BEGIN SUPPLIED PASSAGE
Remix.run Logo
voidUpdate 3 days ago

Well it's good to see they are showcasing examples where the model really fails too.

- The second one in case 2 doesn't look anything like the reference map

- The face in case 5 changes completely despite the model being instructed to not do that

- Case 8 ignores the provided pose reference

- Case 9 changes the car positions

- Case 16 labels the tricuspid in the wrong place and I have no idea what a "mittic" is

- Case 27 shows the usual "models can't do text" though I'm not holding that against it too much

- Same with case 29, as well as the text that is readable not relating to the parts of the image it is referencing

- Case 33 just generated a generic football ground

- Case 37 has nonsensical labellings ("Define Jawline" attached to the eye)

- Case 58 has the usual "models don't understand what a wireframe is", but again I'm not holding that against it too much

Super nice to see how honest they are about the capabilities!
END SUPPLIED PASSAGE
INSTRUCTIONS FOR THE TASK - In the forum comment, what does case 9 do wrong? Answer from the forum comment alone, without drawing on the entries.
BEGIN DATA SUPPLIED
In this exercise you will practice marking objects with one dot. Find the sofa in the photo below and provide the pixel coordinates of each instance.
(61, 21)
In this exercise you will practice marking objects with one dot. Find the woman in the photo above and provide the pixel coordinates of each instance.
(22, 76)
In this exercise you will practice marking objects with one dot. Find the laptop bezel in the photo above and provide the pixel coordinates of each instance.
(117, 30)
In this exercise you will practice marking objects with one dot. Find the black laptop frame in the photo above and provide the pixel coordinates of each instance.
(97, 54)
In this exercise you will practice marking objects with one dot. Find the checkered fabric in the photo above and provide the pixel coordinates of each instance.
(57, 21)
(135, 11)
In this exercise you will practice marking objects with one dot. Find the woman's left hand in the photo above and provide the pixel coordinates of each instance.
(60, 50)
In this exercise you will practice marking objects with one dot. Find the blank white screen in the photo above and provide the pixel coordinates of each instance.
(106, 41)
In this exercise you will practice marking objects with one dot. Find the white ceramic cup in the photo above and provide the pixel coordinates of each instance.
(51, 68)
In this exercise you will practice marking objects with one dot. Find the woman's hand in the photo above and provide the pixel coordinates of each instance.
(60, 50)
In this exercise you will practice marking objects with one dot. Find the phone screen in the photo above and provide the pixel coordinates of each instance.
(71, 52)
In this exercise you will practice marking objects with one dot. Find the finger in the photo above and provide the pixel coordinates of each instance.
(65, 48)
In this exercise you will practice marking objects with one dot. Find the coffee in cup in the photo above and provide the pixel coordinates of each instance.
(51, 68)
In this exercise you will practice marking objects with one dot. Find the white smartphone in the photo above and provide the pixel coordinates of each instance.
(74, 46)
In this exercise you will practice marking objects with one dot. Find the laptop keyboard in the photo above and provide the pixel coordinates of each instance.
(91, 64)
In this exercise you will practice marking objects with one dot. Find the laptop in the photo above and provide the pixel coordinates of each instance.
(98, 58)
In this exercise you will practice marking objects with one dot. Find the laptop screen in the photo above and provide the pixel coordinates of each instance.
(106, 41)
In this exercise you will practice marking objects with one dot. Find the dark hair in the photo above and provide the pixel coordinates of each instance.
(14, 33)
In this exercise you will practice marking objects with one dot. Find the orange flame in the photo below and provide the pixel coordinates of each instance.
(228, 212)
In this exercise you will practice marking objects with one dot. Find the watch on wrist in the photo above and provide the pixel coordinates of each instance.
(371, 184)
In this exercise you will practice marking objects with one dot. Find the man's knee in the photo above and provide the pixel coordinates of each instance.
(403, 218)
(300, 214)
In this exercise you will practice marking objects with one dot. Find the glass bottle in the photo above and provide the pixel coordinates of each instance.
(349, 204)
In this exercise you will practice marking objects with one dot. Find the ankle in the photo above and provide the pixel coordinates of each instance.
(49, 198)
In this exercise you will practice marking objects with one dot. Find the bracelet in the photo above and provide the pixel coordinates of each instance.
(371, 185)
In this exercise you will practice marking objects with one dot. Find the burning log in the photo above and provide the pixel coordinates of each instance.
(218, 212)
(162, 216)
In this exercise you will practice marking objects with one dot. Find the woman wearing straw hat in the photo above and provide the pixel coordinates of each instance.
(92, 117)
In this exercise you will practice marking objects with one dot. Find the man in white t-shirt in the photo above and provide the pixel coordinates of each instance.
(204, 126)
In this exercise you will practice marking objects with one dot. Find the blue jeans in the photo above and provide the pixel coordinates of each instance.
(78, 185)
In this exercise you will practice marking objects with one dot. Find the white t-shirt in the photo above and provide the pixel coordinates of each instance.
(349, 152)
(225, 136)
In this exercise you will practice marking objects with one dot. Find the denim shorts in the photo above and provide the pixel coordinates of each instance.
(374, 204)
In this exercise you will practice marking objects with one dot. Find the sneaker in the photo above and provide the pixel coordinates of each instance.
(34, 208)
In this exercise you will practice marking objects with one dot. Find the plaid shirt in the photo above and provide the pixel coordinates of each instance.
END DATA SUPPLIED
TASK SOLUTION - It changes the car positions.